Uni-Tübingen

What Do We Still Know? – Knowing and Forgetting in Times of Threat”

In the following, I would like to explain the questions we want to address in our conference. I will start by describing some of the central ideas we have been discussing in the CRC in the last years. It may sound a bit abstract, but the research projects within the CRC are all case studies with a very specific focus and methodology.

First of all, threatened orders: Contrary to what many people think, we do not claim to know what a good order is. The terms “order” and “threatened order” are therefore not intended to be normative terms. Instead we focus on the actors’ view and take their discourse of being threatened as well as their actions as our point of departure. In the first phase of our research program (2011-2015) we focused on the communication about threat: when did it start, who promoted it, what were the topics? In the second phase (2015-2019), we have been working on what we call the process of ‘re-ordering’, which can be summarized as the people’sresponses to the idea of being threatened. In both phases we have been looking especially at practices. The orders we are studying are of very different scale: they range from the Roman Empire to small villages in contemporary Africa. Here again, it is the actors’ perspectives which define the frame of the (threatened) order. By the same token, ‘threats’ can be manydifferent things: droughts and increasing salinization of soil for farmers in Australian villages, the Reformation for nuns in 16th century Southern Germany, or the Scots for the Spanish crown when they tried to found a colony in Panama around 1700. We are interested in understanding the way people deal with a sense of losing control. It seems obvious to us that, in many ways, these questions reflect contemporary politics and the many current crises all over the world.

Instructions:
a. Answer these from the threatened-orders text:
(i) Which years did the first phase of the research program cover?
(ii) What was a threat for nuns in 16th century Southern Germany?
(iii) What range of scale do the orders studied cover?
b. Carry the threatened-orders text forward with a new paragraph that follows on from its last sentence.

Data excerpts:

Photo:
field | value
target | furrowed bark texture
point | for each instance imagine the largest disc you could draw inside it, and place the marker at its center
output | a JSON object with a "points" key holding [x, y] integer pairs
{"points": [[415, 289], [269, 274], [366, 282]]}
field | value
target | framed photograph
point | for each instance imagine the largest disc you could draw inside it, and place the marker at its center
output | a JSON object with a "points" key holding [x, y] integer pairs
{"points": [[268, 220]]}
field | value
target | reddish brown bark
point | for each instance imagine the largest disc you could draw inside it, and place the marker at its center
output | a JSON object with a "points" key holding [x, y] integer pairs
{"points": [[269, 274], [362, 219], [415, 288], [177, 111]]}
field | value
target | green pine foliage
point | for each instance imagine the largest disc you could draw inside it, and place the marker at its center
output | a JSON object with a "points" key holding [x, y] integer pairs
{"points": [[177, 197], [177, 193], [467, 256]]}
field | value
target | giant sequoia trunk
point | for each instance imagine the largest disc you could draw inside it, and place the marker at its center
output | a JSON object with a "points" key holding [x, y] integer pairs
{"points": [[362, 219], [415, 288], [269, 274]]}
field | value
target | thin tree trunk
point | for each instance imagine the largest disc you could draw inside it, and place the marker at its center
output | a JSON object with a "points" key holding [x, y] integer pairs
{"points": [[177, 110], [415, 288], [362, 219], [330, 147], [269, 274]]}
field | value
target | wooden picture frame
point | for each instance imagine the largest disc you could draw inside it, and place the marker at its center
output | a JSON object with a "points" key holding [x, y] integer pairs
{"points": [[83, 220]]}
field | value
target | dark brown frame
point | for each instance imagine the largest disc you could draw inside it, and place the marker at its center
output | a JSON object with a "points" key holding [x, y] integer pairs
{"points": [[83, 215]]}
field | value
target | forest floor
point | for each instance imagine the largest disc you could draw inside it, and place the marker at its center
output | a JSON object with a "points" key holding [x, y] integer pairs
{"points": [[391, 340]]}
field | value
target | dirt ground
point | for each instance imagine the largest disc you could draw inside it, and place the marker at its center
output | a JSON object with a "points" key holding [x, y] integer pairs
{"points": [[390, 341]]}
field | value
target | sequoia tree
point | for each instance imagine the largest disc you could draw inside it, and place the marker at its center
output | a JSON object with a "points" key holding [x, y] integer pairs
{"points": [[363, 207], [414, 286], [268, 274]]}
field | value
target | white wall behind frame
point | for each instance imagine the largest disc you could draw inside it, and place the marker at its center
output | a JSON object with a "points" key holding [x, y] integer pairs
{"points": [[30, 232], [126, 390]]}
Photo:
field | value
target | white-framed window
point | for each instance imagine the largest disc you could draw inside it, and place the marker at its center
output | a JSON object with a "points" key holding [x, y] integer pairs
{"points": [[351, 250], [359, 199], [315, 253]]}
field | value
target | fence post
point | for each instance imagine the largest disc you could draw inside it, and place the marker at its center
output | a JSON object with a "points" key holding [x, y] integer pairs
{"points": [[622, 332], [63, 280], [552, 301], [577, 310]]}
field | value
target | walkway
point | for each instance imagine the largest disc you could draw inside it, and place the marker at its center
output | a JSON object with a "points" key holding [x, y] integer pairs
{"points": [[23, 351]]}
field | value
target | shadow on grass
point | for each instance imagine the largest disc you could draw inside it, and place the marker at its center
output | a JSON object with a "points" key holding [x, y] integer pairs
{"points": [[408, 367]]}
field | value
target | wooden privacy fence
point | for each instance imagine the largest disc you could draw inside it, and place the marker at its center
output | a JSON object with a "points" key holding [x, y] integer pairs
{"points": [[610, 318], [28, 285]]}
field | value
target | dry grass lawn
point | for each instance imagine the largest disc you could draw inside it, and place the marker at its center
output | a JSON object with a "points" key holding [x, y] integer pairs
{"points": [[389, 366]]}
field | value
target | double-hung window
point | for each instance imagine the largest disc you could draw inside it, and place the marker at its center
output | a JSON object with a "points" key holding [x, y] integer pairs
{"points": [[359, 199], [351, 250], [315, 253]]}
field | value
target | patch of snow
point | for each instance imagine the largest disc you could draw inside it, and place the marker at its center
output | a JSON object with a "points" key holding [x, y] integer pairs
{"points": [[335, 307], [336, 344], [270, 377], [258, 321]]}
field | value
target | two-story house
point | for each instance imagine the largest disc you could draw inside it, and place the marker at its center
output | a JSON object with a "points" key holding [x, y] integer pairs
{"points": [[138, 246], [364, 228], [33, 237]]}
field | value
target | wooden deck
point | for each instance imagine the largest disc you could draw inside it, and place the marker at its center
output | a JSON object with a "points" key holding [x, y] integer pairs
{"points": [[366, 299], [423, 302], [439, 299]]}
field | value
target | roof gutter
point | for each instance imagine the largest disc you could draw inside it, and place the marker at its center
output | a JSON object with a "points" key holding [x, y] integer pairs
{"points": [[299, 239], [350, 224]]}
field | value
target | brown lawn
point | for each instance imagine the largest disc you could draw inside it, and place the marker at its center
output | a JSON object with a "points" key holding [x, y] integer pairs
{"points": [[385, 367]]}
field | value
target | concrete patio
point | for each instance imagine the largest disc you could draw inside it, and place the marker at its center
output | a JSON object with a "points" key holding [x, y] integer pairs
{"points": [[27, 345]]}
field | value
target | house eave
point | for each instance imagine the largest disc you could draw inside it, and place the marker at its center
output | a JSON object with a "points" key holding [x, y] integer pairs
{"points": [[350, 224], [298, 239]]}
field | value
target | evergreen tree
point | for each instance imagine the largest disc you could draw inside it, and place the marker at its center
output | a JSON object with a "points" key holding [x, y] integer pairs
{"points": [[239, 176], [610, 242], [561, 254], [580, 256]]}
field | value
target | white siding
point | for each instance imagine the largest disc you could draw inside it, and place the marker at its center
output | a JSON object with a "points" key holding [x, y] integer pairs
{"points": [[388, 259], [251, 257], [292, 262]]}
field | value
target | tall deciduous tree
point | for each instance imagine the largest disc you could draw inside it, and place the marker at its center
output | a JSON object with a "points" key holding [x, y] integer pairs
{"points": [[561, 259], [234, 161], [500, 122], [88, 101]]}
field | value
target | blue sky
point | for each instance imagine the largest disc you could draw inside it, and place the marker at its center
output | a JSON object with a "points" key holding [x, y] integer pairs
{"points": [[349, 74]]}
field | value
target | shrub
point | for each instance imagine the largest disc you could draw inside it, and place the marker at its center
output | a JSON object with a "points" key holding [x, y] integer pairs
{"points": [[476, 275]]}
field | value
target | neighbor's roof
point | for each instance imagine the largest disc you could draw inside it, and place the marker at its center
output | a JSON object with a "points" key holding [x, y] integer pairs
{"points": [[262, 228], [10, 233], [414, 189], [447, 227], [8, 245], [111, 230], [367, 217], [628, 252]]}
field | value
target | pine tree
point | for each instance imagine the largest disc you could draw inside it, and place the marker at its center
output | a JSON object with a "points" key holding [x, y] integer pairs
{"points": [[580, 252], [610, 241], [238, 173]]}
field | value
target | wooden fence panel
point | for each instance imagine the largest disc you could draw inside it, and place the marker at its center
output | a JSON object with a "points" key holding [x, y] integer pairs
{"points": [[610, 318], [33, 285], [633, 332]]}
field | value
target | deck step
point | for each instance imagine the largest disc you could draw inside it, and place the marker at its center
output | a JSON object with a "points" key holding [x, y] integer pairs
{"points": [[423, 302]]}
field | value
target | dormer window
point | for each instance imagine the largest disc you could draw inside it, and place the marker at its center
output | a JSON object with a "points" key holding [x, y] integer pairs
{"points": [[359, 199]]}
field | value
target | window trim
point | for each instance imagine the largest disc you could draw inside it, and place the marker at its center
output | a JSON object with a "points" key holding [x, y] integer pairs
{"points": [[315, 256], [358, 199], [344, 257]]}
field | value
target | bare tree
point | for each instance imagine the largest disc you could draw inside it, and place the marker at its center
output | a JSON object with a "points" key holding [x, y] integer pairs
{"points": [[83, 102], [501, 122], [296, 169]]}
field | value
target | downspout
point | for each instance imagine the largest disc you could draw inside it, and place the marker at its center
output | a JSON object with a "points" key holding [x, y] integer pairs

Answers to the tasks:
a.
(i) 2011-2015
(ii) The Reformation
(iii) They range from the Roman Empire to small villages in contemporary Africa.

b.
One important criterion for the definition of a “threatened order” is that routines of everyday life or politics don’t work anymore. Routines can be described as aggregated structures of actions, which one does not question anymore. When they are disrupted or fail to work, this can be both cognitively and emotionally upsetting: Presumed knowledge and practices become uncertain, not trustworthy, or even useless; problems occur that may generate feelings of ignorance and powerlessness, and there is a general uncertainty about the future. This open future, however, may also inspire hope and creativity, it may empower and encourage people to change routines. With regard to knowledge, the re-ordering process is therefore a process of both loosing and creating it, the process entails a loss of understanding and attempts to grasp a new situation – sometimes with the help of old concepts and ideas, sometimes with new untried ones.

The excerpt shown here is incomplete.